*** TRECHO FORNECIDO ***

Se nessa época do ano o que se via era a explosão da natureza, a vida social espelhava isso. "Os grupos humanos realizavam grandes festividades dedicadas à própria natureza, muitas vezes rendendo homenagens aos antigos deuses relacionados à natureza, à vida animal, à vida vegetal de um modo geral. Eram festas comunitárias com muita alegria, muita alimentação e reunião de pessoas em grande número: foi o que deu origem às festas juninas que a gente conhece no Brasil e em outras partes do mundo."

Autora do livro Festas Juninas: Origens, Tradições e História, a socióloga Lucia Helena Vitalli Rangel, professora na Pontifícia Universidade Católica de São Paulo (PUC-SP), explica que a origem das festas juninas está nos "rituais de fertilidade agrícola" de diversos povos — da Europa, do Oriente Médio e do norte da África.

*** REGISTROS SELECIONADOS ***

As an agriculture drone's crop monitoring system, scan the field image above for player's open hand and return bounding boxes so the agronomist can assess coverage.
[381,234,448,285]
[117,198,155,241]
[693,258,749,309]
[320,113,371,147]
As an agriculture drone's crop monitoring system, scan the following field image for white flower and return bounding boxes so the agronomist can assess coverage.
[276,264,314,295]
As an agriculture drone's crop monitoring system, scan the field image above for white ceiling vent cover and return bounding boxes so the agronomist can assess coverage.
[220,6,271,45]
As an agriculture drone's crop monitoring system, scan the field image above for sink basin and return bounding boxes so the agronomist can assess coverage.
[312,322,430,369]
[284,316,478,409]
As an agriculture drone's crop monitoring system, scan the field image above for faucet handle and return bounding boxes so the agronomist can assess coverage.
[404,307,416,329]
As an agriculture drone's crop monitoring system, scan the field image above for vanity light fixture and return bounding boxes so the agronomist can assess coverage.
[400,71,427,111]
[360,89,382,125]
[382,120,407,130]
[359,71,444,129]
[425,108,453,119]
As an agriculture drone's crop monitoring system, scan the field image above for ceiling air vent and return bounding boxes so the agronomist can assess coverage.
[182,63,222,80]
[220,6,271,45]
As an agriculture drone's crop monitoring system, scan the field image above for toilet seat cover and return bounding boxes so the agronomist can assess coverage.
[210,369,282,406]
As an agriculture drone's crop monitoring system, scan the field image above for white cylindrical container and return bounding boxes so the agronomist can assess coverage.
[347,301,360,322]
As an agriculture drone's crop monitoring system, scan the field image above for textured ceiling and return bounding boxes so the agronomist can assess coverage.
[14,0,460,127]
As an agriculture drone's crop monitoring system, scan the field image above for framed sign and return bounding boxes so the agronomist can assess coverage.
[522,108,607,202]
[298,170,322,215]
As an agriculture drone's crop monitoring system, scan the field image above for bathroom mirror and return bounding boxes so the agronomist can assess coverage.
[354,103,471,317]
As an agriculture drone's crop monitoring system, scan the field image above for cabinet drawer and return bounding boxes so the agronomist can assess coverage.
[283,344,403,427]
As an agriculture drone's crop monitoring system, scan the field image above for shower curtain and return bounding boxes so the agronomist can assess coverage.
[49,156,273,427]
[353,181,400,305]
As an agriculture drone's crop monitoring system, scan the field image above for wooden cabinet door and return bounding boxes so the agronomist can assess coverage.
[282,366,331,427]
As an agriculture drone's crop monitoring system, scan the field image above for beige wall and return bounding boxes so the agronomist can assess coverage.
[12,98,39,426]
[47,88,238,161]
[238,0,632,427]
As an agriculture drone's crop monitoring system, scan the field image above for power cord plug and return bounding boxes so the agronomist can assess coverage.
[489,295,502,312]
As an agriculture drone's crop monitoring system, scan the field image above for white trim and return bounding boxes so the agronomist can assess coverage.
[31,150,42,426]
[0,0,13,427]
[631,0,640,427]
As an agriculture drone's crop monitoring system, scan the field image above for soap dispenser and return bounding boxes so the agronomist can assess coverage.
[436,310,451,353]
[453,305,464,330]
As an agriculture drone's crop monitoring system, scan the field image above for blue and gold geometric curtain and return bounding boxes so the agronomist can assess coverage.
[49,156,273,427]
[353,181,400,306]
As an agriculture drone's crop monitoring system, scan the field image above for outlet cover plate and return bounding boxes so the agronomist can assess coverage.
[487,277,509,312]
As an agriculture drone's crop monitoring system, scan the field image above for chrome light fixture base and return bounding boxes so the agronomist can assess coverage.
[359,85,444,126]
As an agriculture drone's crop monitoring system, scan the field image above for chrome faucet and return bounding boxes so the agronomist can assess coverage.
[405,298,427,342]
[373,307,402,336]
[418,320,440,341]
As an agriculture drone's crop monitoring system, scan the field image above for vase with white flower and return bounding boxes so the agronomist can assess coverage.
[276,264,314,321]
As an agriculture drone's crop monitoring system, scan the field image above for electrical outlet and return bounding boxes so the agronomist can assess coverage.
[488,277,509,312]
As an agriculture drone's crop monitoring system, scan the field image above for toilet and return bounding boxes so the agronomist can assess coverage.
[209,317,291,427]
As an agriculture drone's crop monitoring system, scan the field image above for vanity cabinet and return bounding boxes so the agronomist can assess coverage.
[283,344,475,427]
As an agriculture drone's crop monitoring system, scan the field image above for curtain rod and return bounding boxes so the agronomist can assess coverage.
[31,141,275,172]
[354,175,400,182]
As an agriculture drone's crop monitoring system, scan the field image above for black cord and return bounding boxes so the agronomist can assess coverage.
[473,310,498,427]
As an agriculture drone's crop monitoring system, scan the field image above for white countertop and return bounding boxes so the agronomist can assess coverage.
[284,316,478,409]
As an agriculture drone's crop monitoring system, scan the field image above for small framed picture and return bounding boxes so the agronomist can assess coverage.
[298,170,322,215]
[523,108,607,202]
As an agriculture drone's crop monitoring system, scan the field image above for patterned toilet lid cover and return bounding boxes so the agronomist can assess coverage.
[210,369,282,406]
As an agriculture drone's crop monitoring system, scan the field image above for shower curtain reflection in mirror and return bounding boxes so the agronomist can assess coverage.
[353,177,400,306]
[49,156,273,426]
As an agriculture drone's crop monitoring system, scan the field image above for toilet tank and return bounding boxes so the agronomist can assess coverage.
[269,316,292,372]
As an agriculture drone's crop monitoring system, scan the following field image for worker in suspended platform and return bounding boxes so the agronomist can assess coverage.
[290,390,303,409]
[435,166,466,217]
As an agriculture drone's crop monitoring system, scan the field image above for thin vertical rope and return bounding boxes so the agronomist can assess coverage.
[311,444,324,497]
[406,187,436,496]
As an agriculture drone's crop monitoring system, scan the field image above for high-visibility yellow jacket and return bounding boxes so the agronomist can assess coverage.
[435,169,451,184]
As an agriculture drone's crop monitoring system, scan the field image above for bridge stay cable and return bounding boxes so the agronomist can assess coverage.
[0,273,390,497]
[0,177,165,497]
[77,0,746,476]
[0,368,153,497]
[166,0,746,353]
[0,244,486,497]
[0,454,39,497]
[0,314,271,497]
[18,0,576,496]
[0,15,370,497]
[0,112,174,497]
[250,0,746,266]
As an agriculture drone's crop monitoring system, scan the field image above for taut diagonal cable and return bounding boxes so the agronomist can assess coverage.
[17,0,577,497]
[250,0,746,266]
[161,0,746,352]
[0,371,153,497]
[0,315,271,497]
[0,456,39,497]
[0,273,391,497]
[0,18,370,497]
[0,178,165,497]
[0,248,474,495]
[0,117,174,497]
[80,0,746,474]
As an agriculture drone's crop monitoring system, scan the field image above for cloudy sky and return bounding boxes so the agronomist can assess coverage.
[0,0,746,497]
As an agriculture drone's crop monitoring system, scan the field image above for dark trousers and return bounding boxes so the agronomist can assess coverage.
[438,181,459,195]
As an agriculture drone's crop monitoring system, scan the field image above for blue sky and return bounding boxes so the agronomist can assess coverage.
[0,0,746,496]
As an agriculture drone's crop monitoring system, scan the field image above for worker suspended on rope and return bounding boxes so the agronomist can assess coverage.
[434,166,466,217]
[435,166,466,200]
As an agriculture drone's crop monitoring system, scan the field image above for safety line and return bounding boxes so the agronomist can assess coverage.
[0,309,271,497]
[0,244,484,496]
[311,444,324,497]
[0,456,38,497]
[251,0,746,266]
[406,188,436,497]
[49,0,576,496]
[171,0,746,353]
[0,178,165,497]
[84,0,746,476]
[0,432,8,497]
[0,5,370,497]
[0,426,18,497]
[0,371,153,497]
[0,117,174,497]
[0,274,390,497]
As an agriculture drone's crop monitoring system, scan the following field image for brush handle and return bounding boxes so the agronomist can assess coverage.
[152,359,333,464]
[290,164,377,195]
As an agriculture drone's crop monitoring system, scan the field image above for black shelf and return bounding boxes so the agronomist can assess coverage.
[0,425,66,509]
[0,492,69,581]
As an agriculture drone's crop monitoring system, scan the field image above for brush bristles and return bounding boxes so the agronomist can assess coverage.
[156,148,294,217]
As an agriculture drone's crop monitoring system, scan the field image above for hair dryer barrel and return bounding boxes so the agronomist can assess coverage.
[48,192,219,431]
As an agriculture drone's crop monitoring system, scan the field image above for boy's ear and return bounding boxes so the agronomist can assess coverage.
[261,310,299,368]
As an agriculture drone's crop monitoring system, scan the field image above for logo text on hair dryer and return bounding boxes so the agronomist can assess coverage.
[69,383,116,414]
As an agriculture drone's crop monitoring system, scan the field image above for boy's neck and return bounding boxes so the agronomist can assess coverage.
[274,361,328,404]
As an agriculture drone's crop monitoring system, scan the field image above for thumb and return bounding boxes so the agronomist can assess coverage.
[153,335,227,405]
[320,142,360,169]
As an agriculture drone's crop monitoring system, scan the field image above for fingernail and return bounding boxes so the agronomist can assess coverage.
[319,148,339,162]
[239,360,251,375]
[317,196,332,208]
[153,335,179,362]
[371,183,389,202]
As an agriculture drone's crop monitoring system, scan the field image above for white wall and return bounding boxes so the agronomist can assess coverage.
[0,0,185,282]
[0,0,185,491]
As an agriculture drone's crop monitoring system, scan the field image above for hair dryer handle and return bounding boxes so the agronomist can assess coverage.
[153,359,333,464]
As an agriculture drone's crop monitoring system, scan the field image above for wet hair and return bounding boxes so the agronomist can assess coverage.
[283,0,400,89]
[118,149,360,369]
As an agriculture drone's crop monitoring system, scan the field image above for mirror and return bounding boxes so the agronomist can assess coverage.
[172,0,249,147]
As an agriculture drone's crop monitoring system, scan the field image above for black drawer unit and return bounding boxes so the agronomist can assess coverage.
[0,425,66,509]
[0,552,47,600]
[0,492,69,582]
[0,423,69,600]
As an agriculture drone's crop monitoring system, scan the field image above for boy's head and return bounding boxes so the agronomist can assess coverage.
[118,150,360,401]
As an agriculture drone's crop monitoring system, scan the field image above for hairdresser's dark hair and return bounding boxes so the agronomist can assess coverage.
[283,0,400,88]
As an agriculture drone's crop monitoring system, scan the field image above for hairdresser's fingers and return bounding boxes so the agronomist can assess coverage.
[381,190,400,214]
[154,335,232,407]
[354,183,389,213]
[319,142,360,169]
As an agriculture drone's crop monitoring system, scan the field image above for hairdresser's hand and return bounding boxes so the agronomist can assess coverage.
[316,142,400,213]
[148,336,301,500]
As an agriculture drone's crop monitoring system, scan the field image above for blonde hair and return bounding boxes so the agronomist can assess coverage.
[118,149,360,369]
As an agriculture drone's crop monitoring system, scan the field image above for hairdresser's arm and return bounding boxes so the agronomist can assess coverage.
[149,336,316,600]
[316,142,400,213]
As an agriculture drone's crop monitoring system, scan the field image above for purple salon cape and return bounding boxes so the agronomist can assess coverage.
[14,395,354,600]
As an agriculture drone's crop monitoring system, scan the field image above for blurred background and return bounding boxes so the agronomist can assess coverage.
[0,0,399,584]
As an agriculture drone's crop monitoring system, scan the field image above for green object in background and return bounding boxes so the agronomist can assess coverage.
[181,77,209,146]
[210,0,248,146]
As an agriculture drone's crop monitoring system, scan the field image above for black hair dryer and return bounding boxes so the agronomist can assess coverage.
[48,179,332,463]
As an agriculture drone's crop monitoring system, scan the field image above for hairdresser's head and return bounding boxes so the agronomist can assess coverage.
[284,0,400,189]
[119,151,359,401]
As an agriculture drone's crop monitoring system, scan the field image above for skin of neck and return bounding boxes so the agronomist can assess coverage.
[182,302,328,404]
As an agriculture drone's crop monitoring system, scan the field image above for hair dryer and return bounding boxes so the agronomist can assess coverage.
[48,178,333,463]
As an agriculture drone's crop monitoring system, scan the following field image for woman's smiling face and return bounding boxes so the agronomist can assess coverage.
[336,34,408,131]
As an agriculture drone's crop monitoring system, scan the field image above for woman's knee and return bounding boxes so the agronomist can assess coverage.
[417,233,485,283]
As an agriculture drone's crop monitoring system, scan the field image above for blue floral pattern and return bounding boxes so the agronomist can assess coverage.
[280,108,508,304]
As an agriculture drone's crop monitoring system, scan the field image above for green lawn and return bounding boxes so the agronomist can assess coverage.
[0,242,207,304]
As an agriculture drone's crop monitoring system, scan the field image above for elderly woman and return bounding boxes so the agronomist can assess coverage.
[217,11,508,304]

***

◆ TAREFA PROPOSTA 1 ◆
Por favor, diga se cada afirmação abaixo está de acordo com o texto sobre as festas juninas, respondendo sim ou não e citando as palavras exatas do texto que decidem a questão. (a) As festas comunitárias dessa época do ano tinham muita alimentação. (b) Lucia Helena Vitalli Rangel é professora na Universidade de São Paulo. (c) Segundo a socióloga, a origem das festas juninas está apenas em povos da Europa.
◆ TAREFA PROPOSTA 2 ◆
Prossiga com o texto sobre as festas juninas a partir da última frase apresentada.

◆ RESULTADO DO EXERCÍCIO 1 ◆
(a) Sim: "Eram festas comunitárias com muita alegria, muita alimentação e reunião de pessoas em grande número".
(b) Não: "professora na Pontifícia Universidade Católica de São Paulo (PUC-SP)".
(c) Não: "de diversos povos — da Europa, do Oriente Médio e do norte da África".

◆ RESULTADO DO EXERCÍCIO 2 ◆
"Os [mitológicos] casais férteis Afrodite e Adonis, Tamuz e Izta, Isis e Osíris eram homenageados nesses rituais, pois representavam a reprodução humana, numa época de evocação da colheita", afirma.

"Eram rituais para que a colheita fosse farta e para abençoar o próximo período agrícola. Era período de congraçamento, de partilha e estabelecimento de alianças entre as comunidades. Eram rituais de fartura e abundância em todos os sentidos, no âmbito alimentar e na relação entre as famílias: casamentos, batizados e compadrio."

"No hemisfério norte o solstício de verão era o auge do período ritual e do trabalho agrícola coroado pela colheita", acrescenta a socióloga.

Vale ressaltar o óbvio, para que não fique um certo estranhamento ao leitor menos atento: no hemisfério norte, origem de tais celebrações, as estações do ano são invertidas em relação ao hemisfério sul, onde está o Brasil.

Mas onde então entram os santos nessa história? Na festa junina contemporânea, estão presentes algumas das figuras mais populares do catolicismo — e isso acabou impregnado de tal forma na celebração que a religiosidade se misturou ao folclore e às tradições populares, transcendendo os ritos normatizados pela Igreja Católica.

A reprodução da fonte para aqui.